• THE TASK:
Reproduce the records from the line containing "Report the position of each instance of the arch with" through the end of the records, both ends included, keeping the requests and their format samples unchanged. In the answers, multiply every point coordinate by 1.85 and round to the nearest whole number, with halves rounded up.

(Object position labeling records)
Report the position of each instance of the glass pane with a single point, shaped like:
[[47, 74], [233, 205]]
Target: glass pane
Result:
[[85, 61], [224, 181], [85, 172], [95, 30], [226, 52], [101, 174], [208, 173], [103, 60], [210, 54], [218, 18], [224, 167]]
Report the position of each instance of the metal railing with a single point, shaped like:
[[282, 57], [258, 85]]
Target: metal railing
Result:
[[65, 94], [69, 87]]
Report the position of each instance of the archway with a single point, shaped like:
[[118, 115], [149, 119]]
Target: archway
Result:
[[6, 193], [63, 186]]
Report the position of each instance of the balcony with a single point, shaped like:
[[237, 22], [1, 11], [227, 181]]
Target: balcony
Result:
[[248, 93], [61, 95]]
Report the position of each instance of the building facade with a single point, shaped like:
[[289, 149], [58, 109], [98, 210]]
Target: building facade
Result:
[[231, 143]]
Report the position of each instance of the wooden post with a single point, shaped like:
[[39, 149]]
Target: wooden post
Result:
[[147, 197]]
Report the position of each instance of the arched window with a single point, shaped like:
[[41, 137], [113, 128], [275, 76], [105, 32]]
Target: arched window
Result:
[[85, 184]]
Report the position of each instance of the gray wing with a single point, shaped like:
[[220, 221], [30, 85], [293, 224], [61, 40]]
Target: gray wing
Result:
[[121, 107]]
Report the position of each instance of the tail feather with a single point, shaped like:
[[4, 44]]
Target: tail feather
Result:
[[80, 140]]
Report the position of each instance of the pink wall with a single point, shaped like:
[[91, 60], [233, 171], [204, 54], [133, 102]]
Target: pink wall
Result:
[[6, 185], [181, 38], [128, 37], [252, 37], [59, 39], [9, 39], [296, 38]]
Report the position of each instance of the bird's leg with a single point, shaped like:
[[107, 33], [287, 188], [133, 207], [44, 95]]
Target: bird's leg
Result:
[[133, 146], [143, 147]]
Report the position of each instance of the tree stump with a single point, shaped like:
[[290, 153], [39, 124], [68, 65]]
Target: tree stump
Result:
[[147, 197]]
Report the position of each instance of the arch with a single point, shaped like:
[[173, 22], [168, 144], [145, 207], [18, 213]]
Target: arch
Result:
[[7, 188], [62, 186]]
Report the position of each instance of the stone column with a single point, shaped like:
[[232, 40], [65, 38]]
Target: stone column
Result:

• RESPONSE:
Report the position of each instance of the arch with a single point, shaped like:
[[173, 22], [168, 144], [145, 207], [18, 213]]
Target: arch
Result:
[[13, 348], [115, 344]]
Report the position of each instance of the stone column with a single point, shaped like:
[[232, 40], [65, 38]]
Target: stone column
Result:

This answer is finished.